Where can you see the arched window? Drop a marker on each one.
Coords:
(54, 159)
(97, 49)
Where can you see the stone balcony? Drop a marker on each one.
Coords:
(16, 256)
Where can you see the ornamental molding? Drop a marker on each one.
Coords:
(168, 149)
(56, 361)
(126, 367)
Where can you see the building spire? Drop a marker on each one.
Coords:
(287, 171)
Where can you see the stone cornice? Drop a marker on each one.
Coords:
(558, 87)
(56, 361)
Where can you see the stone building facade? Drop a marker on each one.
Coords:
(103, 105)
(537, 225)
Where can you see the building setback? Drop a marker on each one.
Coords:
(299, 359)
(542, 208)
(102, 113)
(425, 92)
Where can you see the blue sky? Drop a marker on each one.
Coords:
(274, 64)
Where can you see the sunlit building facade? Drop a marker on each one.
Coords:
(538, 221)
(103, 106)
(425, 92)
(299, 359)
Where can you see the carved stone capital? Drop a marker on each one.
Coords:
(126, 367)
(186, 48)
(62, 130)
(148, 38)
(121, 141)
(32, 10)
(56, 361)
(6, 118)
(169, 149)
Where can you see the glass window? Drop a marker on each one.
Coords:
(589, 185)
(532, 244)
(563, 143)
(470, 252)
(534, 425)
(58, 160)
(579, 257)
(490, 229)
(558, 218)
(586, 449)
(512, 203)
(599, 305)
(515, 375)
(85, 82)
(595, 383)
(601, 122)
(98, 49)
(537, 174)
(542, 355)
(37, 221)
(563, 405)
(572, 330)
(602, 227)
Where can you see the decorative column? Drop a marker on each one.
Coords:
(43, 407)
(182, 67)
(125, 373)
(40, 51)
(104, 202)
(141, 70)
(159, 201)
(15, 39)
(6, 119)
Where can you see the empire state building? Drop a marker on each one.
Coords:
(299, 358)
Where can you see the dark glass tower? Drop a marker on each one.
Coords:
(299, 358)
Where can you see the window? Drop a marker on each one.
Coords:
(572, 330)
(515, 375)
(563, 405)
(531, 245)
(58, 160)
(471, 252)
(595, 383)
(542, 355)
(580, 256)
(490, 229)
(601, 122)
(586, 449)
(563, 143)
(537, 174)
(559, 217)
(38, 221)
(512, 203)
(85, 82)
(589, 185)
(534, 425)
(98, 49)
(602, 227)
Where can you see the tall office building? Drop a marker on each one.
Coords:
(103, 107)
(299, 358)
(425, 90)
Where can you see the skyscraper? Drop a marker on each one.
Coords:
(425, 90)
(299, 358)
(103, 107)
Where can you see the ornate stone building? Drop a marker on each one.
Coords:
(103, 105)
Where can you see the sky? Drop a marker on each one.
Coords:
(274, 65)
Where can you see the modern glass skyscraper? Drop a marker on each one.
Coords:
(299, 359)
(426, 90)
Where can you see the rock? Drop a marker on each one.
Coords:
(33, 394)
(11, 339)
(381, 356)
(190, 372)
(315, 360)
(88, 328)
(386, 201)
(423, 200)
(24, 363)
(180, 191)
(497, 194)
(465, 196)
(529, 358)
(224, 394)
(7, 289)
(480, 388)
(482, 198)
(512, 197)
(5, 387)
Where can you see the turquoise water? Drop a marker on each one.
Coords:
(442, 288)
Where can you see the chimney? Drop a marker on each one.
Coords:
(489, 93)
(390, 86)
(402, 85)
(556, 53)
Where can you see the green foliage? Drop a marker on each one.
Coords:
-------
### [About this exercise]
The answer must be the same records, repeated exactly and in full.

### [Response area]
Where can you see the arched window? Drop a marker on each one.
Coords:
(54, 159)
(97, 49)
Where can you see the stone balcony? Drop a marker on each one.
Coords:
(16, 256)
Where can you see the ornamental molding? Drop a marker on each one.
Coords:
(168, 149)
(56, 361)
(126, 367)
Where can you see the building spire? Drop a marker on each one.
Coords:
(287, 171)
Where can you see the stone cornice? Drop a marker on each one.
Coords:
(558, 87)
(56, 361)
Where can you see the stone building facade? Drop a marker on each one.
Coords:
(103, 105)
(537, 225)
Where can you see the building setback? Drop a marker on each one.
Coords:
(299, 359)
(542, 208)
(102, 113)
(425, 92)
Where can you see the blue sky? Drop a marker on each one.
Coords:
(274, 64)
Where can you see the sunlit building facade? Drop a marker on each one.
Coords:
(538, 221)
(103, 106)
(425, 92)
(299, 359)
Where can you see the carved stone capital? Drop a marker on each one.
Coords:
(126, 367)
(186, 48)
(62, 130)
(148, 38)
(121, 141)
(32, 10)
(56, 361)
(6, 118)
(169, 149)
Where can you see the glass window? Drop a marker on each one.
Coords:
(589, 185)
(532, 244)
(563, 143)
(470, 252)
(534, 425)
(58, 160)
(579, 257)
(490, 229)
(558, 218)
(586, 449)
(512, 203)
(599, 305)
(515, 375)
(85, 82)
(595, 383)
(601, 122)
(98, 49)
(537, 174)
(542, 355)
(37, 221)
(563, 405)
(572, 330)
(602, 227)
Where can you see the decorative column? Drop a marker on each one.
Coords:
(43, 407)
(182, 67)
(125, 373)
(40, 51)
(104, 202)
(141, 70)
(159, 201)
(15, 39)
(6, 119)
Where can you see the empire state building? Drop a marker on each one.
Coords:
(299, 358)
Where can you see the dark glass tower? Drop a marker on each one.
Coords:
(299, 358)
Where can you see the window? Drop a marker on each one.
Coords:
(572, 330)
(515, 375)
(563, 405)
(531, 245)
(58, 160)
(471, 252)
(595, 383)
(542, 355)
(580, 256)
(490, 229)
(601, 122)
(586, 449)
(563, 143)
(537, 174)
(559, 217)
(38, 221)
(512, 203)
(85, 82)
(589, 185)
(534, 425)
(98, 49)
(602, 227)
Where can you see the tall office building? Drop a marker on each one.
Coords:
(103, 107)
(299, 358)
(425, 90)
Where can you see the skyscraper? Drop a marker on each one.
Coords:
(425, 90)
(299, 358)
(103, 107)
Where can you see the ornate stone building? Drop a marker on each one.
Coords:
(103, 105)
Where can you see the sky? Drop a marker on each one.
Coords:
(274, 65)
Where can you see the modern glass skyscraper? Drop a marker on each one.
Coords:
(299, 359)
(426, 90)
Where can you see the rock? Drop a marker on each one.
Coords:
(33, 394)
(11, 339)
(381, 356)
(190, 372)
(315, 360)
(88, 328)
(386, 201)
(423, 200)
(24, 363)
(180, 191)
(497, 194)
(465, 196)
(529, 358)
(224, 394)
(7, 289)
(480, 388)
(482, 198)
(512, 197)
(5, 387)
Where can you see the turquoise water? Drop a marker on each one.
Coords:
(442, 288)
Where can you see the chimney? Drop a marker on each one.
Coords:
(489, 93)
(390, 86)
(402, 85)
(556, 53)
Where can you see the green foliage? Drop a marker on each one.
Coords:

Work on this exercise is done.